Fourth, if certain classes of patients present higher risks
of violence or suicide while on certain kinds of medications, then their treatment needs to be more closely
monitored, perhaps from within the confines of a psychiatric institution.
4 comments:
I've recently been chastised by a prominent neuropsychiatrist for proposing the same questions you have. These incidents are consolidating mental health professionals like no other. 'Reasoned Sense' has no place in the closed world of the prescriptive psychoactive drug industry, according to them. They have their reasons, and we, the great unwashed, are viewed as the armchair quarterbacks of the business of psychiatry and prescription. I can both sympathize with them and bristle at my exclusion from the discussions that, hopefully, are going on behind closed doors.
"Nor does it seem to matter that, with nearly 300,000,000 guns in private hands, banning guns seems unrealistic."

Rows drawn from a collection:

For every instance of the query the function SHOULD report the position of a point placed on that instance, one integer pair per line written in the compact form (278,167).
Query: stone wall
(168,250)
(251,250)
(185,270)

(Exercise goal) Reproduce the part of the text above on psychiatric medication and violence that begins with the words containing "Fourth, if certain" and ends with "a psychiatric institution.".

(Result for this exercise)
Fourth, if certain classes of patients present higher risks
of violence or suicide while on certain kinds of medications, then their treatment needs to be more closely
monitored, perhaps from within the confines of a psychiatric institution.